» RECORD SET
** BEGIN **

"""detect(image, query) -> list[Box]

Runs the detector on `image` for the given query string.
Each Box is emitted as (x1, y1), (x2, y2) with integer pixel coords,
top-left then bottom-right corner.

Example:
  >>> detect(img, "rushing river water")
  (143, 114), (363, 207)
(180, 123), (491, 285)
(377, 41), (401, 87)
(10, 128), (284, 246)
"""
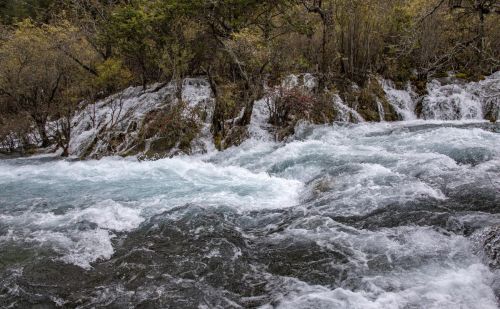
(0, 121), (500, 309)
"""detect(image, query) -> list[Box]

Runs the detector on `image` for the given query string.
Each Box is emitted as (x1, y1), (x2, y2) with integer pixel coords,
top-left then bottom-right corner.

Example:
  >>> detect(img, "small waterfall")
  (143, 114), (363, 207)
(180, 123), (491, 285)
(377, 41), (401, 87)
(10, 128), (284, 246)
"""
(247, 96), (273, 141)
(380, 79), (417, 120)
(182, 78), (216, 153)
(377, 99), (385, 122)
(422, 80), (484, 120)
(333, 95), (365, 122)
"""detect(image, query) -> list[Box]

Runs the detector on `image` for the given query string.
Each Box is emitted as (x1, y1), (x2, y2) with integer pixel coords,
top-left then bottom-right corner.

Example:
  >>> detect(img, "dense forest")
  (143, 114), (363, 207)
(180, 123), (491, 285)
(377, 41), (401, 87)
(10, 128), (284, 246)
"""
(0, 0), (500, 154)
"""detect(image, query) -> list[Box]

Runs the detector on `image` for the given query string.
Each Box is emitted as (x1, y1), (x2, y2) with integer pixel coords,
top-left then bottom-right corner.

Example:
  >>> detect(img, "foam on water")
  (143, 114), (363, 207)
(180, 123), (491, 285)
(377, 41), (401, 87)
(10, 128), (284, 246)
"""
(0, 120), (500, 308)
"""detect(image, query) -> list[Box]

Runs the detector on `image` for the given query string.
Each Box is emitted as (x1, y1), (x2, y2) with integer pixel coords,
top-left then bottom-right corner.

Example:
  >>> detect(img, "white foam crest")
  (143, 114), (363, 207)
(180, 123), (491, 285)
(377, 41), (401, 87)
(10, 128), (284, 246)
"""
(277, 264), (497, 309)
(266, 224), (496, 309)
(333, 95), (365, 122)
(248, 96), (273, 141)
(0, 157), (303, 209)
(380, 80), (417, 120)
(422, 80), (483, 120)
(25, 229), (114, 269)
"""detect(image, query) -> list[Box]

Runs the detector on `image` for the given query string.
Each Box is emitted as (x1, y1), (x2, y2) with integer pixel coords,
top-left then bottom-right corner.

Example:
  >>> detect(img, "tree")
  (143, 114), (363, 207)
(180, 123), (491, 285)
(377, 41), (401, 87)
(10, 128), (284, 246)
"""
(0, 20), (95, 155)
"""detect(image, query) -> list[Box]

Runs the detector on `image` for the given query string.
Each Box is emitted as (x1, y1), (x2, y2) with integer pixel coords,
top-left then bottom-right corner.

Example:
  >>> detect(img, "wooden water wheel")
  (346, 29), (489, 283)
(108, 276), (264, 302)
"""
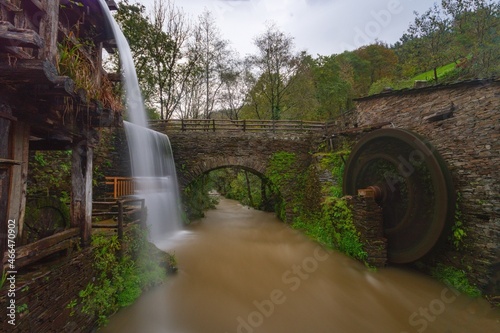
(344, 129), (455, 263)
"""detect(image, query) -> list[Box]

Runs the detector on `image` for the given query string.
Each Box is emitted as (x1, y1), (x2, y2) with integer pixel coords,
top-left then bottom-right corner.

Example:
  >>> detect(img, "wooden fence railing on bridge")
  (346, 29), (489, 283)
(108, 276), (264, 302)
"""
(150, 119), (333, 132)
(0, 198), (146, 271)
(105, 177), (135, 199)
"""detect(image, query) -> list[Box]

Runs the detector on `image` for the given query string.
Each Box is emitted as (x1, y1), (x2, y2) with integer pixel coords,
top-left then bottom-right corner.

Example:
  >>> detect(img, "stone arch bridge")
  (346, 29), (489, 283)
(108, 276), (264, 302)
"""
(151, 119), (332, 186)
(151, 120), (334, 219)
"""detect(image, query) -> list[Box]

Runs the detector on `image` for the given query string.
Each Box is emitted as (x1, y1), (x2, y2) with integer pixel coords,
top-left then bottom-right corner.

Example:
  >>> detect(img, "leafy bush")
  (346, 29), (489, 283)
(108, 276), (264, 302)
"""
(431, 264), (481, 297)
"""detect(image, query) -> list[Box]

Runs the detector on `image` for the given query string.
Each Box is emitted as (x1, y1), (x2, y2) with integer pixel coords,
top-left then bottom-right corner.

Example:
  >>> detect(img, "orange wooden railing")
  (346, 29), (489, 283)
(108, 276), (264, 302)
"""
(105, 177), (135, 199)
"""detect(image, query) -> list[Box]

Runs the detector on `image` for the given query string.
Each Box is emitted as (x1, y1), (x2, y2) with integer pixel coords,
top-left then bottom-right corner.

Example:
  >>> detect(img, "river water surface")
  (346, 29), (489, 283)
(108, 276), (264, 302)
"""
(100, 199), (500, 333)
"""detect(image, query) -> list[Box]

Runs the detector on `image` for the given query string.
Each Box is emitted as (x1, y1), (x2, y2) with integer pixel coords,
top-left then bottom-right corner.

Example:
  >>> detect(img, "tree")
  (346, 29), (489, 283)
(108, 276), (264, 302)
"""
(408, 4), (451, 83)
(311, 55), (353, 120)
(355, 42), (398, 85)
(249, 24), (300, 120)
(442, 0), (500, 77)
(116, 0), (194, 119)
(188, 11), (233, 118)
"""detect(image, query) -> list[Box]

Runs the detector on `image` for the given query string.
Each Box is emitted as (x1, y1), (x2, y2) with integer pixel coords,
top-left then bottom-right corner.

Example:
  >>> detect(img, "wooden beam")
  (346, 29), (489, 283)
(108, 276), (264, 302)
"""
(29, 0), (45, 12)
(9, 122), (30, 244)
(70, 140), (93, 246)
(106, 0), (118, 10)
(0, 21), (44, 49)
(0, 59), (75, 95)
(0, 45), (34, 59)
(0, 0), (23, 13)
(4, 228), (79, 269)
(30, 140), (71, 150)
(39, 0), (60, 64)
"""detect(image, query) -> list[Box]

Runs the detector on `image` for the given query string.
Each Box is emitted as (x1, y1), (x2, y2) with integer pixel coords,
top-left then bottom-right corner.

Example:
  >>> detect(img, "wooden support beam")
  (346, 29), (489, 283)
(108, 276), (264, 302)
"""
(2, 228), (79, 269)
(39, 0), (60, 64)
(0, 21), (44, 49)
(0, 59), (75, 95)
(0, 45), (34, 59)
(0, 100), (12, 253)
(9, 122), (30, 239)
(70, 140), (93, 246)
(0, 0), (23, 13)
(29, 0), (45, 12)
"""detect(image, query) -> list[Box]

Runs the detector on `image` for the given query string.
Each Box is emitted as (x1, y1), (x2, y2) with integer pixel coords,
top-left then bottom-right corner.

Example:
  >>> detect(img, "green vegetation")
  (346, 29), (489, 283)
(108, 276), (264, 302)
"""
(411, 62), (457, 81)
(182, 175), (218, 220)
(116, 0), (500, 120)
(16, 303), (30, 314)
(431, 264), (481, 297)
(210, 150), (367, 261)
(77, 225), (168, 325)
(450, 192), (467, 250)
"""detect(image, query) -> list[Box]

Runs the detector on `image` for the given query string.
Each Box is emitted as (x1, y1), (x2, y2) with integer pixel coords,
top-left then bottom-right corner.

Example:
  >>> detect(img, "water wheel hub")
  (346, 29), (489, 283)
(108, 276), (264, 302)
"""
(344, 129), (455, 263)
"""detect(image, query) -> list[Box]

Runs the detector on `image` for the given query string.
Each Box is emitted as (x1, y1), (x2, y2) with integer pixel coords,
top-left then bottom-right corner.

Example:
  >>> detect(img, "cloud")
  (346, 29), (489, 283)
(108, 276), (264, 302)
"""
(144, 0), (435, 56)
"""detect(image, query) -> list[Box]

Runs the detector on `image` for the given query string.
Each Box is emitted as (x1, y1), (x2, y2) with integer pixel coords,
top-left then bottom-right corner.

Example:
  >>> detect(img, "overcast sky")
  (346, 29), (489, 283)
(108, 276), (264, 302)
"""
(140, 0), (439, 56)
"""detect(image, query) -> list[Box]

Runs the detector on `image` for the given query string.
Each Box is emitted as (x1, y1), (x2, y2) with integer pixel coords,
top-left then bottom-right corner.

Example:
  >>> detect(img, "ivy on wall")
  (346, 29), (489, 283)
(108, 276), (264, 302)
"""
(267, 149), (367, 261)
(74, 225), (168, 326)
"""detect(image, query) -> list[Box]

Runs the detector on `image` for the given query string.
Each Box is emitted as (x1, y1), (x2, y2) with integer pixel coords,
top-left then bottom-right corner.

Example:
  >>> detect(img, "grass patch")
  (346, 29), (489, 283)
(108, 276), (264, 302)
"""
(411, 62), (456, 81)
(431, 264), (481, 297)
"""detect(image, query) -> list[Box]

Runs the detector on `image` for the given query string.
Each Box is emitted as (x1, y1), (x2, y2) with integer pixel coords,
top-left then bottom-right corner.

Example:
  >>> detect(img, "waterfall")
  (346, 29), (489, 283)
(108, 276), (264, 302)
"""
(99, 0), (181, 241)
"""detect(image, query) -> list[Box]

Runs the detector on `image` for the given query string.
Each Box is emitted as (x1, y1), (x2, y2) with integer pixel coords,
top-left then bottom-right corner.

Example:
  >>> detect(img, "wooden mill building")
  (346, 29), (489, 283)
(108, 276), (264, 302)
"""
(0, 0), (121, 255)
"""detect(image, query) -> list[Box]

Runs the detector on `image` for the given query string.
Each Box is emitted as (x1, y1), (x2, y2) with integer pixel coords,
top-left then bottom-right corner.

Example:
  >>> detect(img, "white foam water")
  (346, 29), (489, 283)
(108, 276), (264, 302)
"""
(100, 0), (181, 242)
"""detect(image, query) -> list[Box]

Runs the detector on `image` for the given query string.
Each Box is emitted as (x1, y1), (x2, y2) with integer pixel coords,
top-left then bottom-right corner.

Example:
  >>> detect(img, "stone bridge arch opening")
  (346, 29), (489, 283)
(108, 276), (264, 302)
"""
(181, 164), (281, 212)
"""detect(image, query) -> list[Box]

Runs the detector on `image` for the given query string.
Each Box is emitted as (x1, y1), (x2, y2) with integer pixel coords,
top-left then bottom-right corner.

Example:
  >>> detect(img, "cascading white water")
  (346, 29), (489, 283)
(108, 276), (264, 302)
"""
(100, 0), (181, 241)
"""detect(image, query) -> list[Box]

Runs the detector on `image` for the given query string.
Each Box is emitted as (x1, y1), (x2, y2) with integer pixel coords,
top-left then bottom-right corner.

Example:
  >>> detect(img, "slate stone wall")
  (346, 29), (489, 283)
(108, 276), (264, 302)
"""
(344, 80), (500, 295)
(0, 248), (95, 333)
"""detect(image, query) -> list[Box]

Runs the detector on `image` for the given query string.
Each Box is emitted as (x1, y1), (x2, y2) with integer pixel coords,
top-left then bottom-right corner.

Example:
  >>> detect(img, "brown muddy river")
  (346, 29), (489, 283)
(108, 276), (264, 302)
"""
(100, 199), (500, 333)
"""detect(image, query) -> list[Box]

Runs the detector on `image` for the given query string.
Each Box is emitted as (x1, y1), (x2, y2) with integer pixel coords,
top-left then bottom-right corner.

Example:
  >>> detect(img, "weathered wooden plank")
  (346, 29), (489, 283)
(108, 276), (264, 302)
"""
(29, 0), (45, 12)
(16, 228), (79, 258)
(16, 239), (76, 269)
(0, 21), (44, 49)
(39, 0), (60, 64)
(70, 140), (93, 246)
(9, 122), (30, 236)
(0, 0), (23, 13)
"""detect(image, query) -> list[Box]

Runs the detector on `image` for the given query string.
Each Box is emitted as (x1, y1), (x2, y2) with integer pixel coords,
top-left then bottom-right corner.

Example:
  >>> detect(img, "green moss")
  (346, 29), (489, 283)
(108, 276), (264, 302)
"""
(78, 226), (166, 326)
(450, 192), (467, 250)
(431, 264), (481, 297)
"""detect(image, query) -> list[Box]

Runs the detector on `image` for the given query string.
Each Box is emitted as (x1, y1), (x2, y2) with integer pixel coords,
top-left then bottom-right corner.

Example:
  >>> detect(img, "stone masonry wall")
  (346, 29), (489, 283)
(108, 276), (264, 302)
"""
(0, 248), (95, 333)
(349, 80), (500, 295)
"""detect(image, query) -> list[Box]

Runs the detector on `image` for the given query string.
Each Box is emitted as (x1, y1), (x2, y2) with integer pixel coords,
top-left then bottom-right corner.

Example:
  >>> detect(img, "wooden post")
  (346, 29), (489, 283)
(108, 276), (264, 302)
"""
(9, 122), (30, 244)
(71, 140), (93, 246)
(39, 0), (60, 64)
(140, 199), (147, 229)
(0, 101), (12, 253)
(116, 200), (123, 240)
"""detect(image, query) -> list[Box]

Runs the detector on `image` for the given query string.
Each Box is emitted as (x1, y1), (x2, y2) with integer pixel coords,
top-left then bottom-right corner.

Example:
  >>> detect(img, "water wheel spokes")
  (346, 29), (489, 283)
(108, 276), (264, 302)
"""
(344, 129), (455, 263)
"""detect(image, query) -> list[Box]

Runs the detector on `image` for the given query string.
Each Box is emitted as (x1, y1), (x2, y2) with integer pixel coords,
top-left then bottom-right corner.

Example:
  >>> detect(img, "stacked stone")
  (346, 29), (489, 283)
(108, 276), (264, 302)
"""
(348, 196), (387, 267)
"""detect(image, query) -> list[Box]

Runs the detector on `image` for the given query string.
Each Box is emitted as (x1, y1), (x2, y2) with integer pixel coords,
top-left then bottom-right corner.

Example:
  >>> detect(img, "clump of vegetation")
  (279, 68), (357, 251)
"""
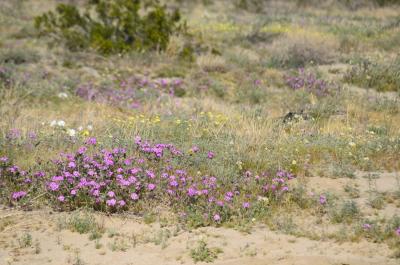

** END **

» WHAT YOU WILL DO
List every line of the records above that contains the word "wooden", matching case exactly.

» ANSWER TO THE PROBLEM
  >>> detect(img, "wooden water wheel")
  >>> detect(img, "wooden fence railing on bridge")
  >>> detect(img, "orange wooden railing")
  >>> detect(img, "wooden beam")
  >>> detect(img, "wooden support beam")
  >>> detect(img, "wooden mill building")
  >>> detect(img, "weathered wooden plank")
  >>> detect(img, "wooden post")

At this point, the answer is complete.